++++ Records ++++

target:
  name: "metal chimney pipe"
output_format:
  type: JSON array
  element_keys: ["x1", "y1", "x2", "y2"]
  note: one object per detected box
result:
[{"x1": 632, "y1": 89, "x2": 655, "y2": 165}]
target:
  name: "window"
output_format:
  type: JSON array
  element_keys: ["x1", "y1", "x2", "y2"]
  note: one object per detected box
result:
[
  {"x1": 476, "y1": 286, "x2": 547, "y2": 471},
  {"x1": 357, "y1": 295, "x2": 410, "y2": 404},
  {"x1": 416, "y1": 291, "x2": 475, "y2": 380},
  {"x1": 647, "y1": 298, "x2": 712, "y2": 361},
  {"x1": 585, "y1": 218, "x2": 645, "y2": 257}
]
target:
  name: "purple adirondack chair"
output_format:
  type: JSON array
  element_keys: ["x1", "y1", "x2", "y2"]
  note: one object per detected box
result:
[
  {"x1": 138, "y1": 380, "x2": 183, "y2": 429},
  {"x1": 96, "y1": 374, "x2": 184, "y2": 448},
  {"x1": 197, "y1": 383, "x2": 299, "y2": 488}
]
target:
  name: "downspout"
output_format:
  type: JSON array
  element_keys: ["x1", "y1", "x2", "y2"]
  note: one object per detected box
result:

++++

What you are asked to do: From the records above, extract every entry verbatim.

Answer space:
target:
  name: "metal chimney pipe"
output_format:
  type: JSON array
  element_keys: ["x1", "y1", "x2", "y2"]
  note: one object per detected box
result:
[{"x1": 632, "y1": 89, "x2": 655, "y2": 165}]
target:
  name: "window"
output_format:
  type: JSON array
  element_keys: ["x1", "y1", "x2", "y2"]
  note: one object per detected box
result:
[
  {"x1": 476, "y1": 286, "x2": 547, "y2": 471},
  {"x1": 357, "y1": 295, "x2": 410, "y2": 404},
  {"x1": 416, "y1": 291, "x2": 475, "y2": 380},
  {"x1": 647, "y1": 298, "x2": 712, "y2": 361},
  {"x1": 585, "y1": 218, "x2": 645, "y2": 257}
]
target:
  name: "purple adirondack chair"
output_format:
  type: JSON array
  element_keys: ["x1", "y1", "x2", "y2"]
  note: one object per detected box
result:
[
  {"x1": 138, "y1": 380, "x2": 183, "y2": 429},
  {"x1": 96, "y1": 374, "x2": 184, "y2": 448},
  {"x1": 197, "y1": 383, "x2": 299, "y2": 488}
]
target:
  name: "downspout"
output_format:
  type: JSON array
  element_keys: ["x1", "y1", "x2", "y2"]
  note: one object per detected box
result:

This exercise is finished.